▶ **Exercise brief**: What you write should be an exact copy of the material, from its first line through the line containing "of the sky?".
[Start of Attachment]
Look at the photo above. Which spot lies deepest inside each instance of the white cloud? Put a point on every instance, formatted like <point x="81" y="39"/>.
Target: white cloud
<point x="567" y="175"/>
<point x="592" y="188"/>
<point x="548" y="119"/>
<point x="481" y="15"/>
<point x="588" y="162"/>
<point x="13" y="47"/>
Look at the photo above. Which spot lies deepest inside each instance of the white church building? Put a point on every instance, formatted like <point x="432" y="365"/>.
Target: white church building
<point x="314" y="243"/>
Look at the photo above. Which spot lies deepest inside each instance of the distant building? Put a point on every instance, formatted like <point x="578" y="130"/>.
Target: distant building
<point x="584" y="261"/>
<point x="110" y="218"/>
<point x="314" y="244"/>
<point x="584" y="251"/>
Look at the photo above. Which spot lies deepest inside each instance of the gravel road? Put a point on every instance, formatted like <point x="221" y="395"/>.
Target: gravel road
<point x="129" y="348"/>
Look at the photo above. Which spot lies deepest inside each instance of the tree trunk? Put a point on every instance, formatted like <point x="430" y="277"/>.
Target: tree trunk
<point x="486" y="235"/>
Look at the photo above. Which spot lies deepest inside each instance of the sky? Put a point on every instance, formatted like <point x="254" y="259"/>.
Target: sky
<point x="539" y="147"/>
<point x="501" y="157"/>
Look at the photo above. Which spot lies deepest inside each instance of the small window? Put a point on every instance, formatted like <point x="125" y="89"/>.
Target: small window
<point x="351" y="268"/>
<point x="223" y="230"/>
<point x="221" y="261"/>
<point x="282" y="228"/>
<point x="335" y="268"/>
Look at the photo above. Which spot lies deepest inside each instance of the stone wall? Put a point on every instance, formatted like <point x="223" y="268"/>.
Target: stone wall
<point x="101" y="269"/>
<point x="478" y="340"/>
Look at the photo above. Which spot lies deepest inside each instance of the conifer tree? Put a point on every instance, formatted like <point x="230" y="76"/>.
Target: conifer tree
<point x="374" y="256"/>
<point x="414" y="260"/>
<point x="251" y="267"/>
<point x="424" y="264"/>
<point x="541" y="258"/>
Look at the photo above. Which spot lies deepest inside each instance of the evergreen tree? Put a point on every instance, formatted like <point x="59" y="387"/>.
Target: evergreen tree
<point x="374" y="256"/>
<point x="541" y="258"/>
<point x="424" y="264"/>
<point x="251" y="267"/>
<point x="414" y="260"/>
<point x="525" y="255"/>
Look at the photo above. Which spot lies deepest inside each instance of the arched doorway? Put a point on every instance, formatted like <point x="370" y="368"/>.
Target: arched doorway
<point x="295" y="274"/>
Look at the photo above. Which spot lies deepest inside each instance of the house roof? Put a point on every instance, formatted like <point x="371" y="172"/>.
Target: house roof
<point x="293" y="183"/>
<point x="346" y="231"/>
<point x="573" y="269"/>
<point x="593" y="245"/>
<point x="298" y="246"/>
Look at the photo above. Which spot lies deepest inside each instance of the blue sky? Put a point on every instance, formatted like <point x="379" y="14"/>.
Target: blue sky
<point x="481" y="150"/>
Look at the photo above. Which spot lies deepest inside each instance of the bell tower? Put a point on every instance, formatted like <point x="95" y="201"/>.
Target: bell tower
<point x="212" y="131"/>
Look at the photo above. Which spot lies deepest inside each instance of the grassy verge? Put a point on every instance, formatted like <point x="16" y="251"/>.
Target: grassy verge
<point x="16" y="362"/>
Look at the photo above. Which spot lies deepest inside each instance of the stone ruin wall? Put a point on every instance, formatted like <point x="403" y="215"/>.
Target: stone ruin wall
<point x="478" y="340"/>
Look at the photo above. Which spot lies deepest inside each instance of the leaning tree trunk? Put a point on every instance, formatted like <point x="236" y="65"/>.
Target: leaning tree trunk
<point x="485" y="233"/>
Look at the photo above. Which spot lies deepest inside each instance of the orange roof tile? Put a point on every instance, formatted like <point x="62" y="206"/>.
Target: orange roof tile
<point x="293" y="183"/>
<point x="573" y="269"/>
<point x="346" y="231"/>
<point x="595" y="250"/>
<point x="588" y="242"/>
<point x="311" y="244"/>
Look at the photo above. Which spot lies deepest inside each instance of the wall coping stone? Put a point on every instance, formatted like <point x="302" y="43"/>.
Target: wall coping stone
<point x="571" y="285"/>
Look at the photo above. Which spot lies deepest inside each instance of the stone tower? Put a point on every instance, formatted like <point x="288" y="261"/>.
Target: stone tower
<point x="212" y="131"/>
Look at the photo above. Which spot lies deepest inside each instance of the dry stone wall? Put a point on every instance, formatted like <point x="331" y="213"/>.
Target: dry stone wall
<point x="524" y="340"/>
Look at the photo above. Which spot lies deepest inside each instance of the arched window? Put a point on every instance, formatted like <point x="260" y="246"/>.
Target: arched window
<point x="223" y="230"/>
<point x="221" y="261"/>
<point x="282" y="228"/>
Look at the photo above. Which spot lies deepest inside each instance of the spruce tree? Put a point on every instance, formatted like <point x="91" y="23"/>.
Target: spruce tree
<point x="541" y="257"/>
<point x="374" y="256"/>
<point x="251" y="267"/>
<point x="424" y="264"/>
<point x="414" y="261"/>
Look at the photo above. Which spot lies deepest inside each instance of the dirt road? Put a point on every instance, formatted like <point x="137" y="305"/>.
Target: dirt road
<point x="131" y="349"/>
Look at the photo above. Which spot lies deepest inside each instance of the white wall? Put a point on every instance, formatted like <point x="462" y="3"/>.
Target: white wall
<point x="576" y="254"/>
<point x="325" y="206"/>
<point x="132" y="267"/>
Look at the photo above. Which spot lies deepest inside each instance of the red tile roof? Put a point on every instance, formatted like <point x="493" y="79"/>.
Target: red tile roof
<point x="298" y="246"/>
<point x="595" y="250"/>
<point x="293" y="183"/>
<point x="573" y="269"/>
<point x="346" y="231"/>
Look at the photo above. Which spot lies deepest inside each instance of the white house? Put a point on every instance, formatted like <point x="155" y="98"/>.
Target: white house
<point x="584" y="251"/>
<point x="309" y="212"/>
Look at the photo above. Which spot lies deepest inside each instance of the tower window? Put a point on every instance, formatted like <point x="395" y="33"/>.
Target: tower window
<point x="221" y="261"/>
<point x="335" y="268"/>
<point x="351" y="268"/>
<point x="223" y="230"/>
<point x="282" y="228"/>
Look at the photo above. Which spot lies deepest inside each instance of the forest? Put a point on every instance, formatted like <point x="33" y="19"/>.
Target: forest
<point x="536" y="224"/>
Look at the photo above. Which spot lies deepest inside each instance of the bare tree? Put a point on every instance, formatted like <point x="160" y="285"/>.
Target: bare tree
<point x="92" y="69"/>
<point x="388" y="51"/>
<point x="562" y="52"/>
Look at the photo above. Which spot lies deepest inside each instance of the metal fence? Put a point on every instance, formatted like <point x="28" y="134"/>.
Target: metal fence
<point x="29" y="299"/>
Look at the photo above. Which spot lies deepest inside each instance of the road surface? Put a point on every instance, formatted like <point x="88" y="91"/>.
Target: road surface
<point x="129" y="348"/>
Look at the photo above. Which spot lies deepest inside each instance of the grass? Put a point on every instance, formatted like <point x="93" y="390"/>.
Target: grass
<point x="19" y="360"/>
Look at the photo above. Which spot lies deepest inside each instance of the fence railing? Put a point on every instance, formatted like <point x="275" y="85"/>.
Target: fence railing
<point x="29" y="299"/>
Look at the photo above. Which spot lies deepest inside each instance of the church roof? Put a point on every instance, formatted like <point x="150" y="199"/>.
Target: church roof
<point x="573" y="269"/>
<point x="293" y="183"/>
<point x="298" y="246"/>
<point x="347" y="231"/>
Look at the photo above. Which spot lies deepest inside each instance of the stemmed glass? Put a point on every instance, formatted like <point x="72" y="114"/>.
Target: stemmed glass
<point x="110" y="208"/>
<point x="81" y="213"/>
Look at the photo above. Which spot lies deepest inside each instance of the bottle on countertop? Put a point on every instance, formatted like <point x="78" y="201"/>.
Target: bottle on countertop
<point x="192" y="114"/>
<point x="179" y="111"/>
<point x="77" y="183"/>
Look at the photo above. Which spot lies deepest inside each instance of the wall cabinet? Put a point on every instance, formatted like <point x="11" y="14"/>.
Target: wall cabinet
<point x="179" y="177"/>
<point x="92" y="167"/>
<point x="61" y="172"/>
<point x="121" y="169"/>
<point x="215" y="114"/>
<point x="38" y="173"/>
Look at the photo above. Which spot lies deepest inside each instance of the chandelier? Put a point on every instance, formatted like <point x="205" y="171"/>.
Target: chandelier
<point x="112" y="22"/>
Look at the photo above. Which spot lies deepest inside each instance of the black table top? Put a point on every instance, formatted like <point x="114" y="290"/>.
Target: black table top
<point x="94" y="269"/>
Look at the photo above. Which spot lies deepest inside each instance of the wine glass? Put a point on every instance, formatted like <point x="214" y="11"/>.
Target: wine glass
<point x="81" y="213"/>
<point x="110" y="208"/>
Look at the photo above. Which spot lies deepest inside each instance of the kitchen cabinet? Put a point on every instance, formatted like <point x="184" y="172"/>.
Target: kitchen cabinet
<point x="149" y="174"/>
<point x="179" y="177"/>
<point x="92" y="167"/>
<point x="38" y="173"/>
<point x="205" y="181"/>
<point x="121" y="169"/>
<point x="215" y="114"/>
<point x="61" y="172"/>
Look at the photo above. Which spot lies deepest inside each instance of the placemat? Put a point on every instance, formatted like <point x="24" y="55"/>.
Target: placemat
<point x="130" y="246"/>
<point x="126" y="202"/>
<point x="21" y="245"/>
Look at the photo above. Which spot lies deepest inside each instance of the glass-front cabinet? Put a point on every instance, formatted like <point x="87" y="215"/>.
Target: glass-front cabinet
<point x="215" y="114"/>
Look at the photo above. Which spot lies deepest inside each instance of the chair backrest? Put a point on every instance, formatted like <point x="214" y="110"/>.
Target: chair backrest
[End of Attachment]
▶ **Your solution**:
Look at the photo above. Which spot lies deepest inside each instance of the white cloud? Put a point on every instance, formatted like <point x="81" y="39"/>.
Target: white cloud
<point x="567" y="175"/>
<point x="592" y="188"/>
<point x="548" y="119"/>
<point x="481" y="15"/>
<point x="588" y="162"/>
<point x="13" y="47"/>
Look at the photo above. Which spot lies deepest inside each instance of the white church building? Put a point on every instance, formatted like <point x="432" y="365"/>.
Target: white church building
<point x="314" y="243"/>
Look at the photo above. Which spot lies deepest inside each instance of the distant building? Put a point on every instance, formatted like <point x="578" y="130"/>.
Target: distant building
<point x="584" y="261"/>
<point x="110" y="218"/>
<point x="314" y="244"/>
<point x="584" y="251"/>
Look at the photo above. Which spot lies deepest inside each instance of the gravel road? Put a point on every instance, formatted like <point x="221" y="395"/>.
Target: gravel road
<point x="129" y="348"/>
Look at the photo above. Which spot lies deepest inside each instance of the tree trunk? Put a point on every instance, formatted like <point x="430" y="277"/>.
Target: tree trunk
<point x="486" y="235"/>
Look at the photo above. Which spot lies deepest inside each instance of the sky? Put a point on every instance, formatted like <point x="254" y="259"/>.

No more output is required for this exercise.